After listening to President Donald Trump’s address to the joint session of the U.S. Congress last month, I went to bed with a headache and woke from a nightmare.
In the dream, I was in a black sedan with several men. They climbed out, crossed a square, and entered a colonial-style government building. Soon they emerged carrying a large mahogany coffin with gold handles. I bolted from the car but one of the men raced after me and grabbed my arm. When I tried to scream, only a hoarse screech came out of my mouth.
It both amused me and disgusted me that my mind could be so literal, warning me that Mr. Trump, with his tariff war and his fantasy of making Canada the 51st state, is seeking to bury Canada.
I spent the morning replaying the dream in my mind, and thinking over what it would mean if Canada were to be annexed. While the idea that they might lose their country is new to most Canadians, it’s something I know a little bit about. My husband lost his country when he was forced into exile by the military coup in Chile in 1973. I once wrote a poem about it, and the idea of country:
I always thought a country was the way the trees unleave in your head or the snow falls on your childhood, thought it part of the landscape you become. The stories that sink roots into history and repeat themselves like litanies: the family, bone-ladder you descended from somewhere
But you tell me a country is really a door. They can close it.
My family bone-ladder includes my Irish ancestors who fled the potato famine in Ireland in 1847 and made their way to Canada. The rural Guthrie Road outside Smith Falls, Ont., where my grandparents built a farm and brought up a family of 11 children, is named after them.
My country is a vast landscape whose imprint I carry. I’ve climbed onto icebergs in Newfoundland’s Trinity Bay to drink the 10,000-year-old water; I’ve gone whale watching off St. John’s, which has provided safe harbour for fishing vessels since 1527; I’ve drunk in pubs with affable Newfoundlanders who speech still retains a touch of their Irish ancestors’ lilt.
On the west coast, I’ve sailed to Haida Gwaii and walked among the Haida’s majestic totem poles; I’ve climbed through B.C.’s Great Bear Rainforest to encounter the white spirit bear and watched a black grizzly expertly fishing – when our eyes locked, it was not human-to-animal, but creature-to-creature.
I’ve spent summers teaching journalism in Banff in the Rocky Mountains among the Three Sisters peaks, and watched elk stroll casually down the town’s sidewalks. I’ve whitewater rafted on the Kicking Horse River and walked the treacherous Columbia icefields in Jasper National Park. I travelled to Drumheller, Alta., to see the mysterious Badlands, with their prehistoric fossil beds rising from the landscape like gigantic cairns.
○ ○ ○
» **EXERCISE REQUIREMENTS**
a – Reproduce the passage of the essay on losing a country that starts with "In the dream, I" and finishes with "to bury Canada.", swapping "coffin" for "casket".
b – Carry on the essay about losing a country, picking up after its last sentence.

» **STORED ROWS**
○ ○ ○
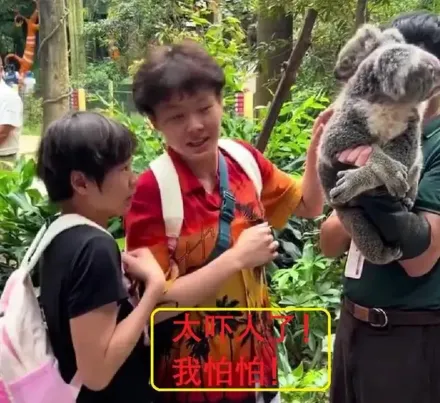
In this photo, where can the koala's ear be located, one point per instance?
(367, 32)
(392, 35)
(390, 74)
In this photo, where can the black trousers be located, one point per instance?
(397, 364)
○ ○ ○
» **RESPONSES TO THE TASKS**
a –
In the dream, I was in a black sedan with several men. They climbed out, crossed a square, and entered a colonial-style government building. Soon they emerged carrying a large mahogany casket with gold handles. I bolted from the car but one of the men raced after me and grabbed my arm. When I tried to scream, only a hoarse screech came out of my mouth.
It both amused me and disgusted me that my mind could be so literal, warning me that Mr. Trump, with his tariff war and his fantasy of making Canada the 51st state, is seeking to bury Canada.

b –
In Sage Hill, Sask., I gazed through a telescope at the stars in the open bowl of sky on the flat prairie. I’ve fed the geese on Wascana Lake in Regina, and visited a prospector’s cave with a gang of writers in Moose Jaw.
In Manitoba, at the Canadian Museum for Human Rights, I gazed on the Witness Blanket, a work of art containing more than 800 items from residential schools whose racist and brutal mission was to assimilate Indigenous children.
Driving in New Brunswick, I had to slow my car to accommodate the moose casually crossing the roadway. I was on my way to view the wonderful Maud Lewis’s iconic folk paintings in the Art Gallery of Nova Scotia. Then I picked up my sister, who lives in Annapolis Royal, and we went fishing for mackerel in a dense fog off Digby Neck.
In the summer of 1984, I took the writer Eduardo Galeano on a tour of Quebec, from Montreal to Trois-Rivières to Quebec City, and he exclaimed that my country was a model for his Uruguay because it seemed to have been able to work out its own destiny in peace.
Alone, I’ve driven twice across Canada from Victoria to Toronto, a trip of six days, and will always remember how the Prairie rain came down like a curtain travelling slowly over the body of my car.
In Toronto where I live, I’m part of an installation project: “Poetry is Public is Poetry” organized by the poet Dionne Brand. Lines from one of my poems are set in bronze in the sidewalk of Cedarbrae library – so thrilling that my words are permanently etched on the skin of my city.
While Canada might be the second largest country in the world, we have a small population: 41 million people compared to 340 million in the United States. Almost one to nine. We’ve been good neighbours, I thought, but now some folks south of the border seem to covet our geography. What has gone wrong?
I turn to Margaret Atwood for answers. It seems astonishing that 40 years ago in The Handmaid’s Tale she predicted a United States seduced by a far-right populist ideology. Who would have thought Americans might find themselves living in a patriarchal world that polices gender and where women are losing control of their bodies? Even her trope of infertility finds space in a white evangelical anti-immigrant mentality warning against population decline – Elon Musk with his 14 children; JD Vance who attacks childless women as deranged cat ladies and warns that even “healthy, intact families” are not having enough kids to secure America’s future. Theirs is an anti-modern, postliberal worldview that advocates state authority over individual liberties, and even democracy. As Mr. Trump’s assault on the Kennedy Centre for being too “woke” makes clear, art will also be under attack in this sanitized world.
In The Handmaid’s Tale dystopia, America is ruled by a kleptocracy of technocrats. It’s a terrible prediction, but who stood behind Mr. Trump at his inauguration? Mark Zuckerberg, Jeff Bezos and Elon Musk. Bending the knee.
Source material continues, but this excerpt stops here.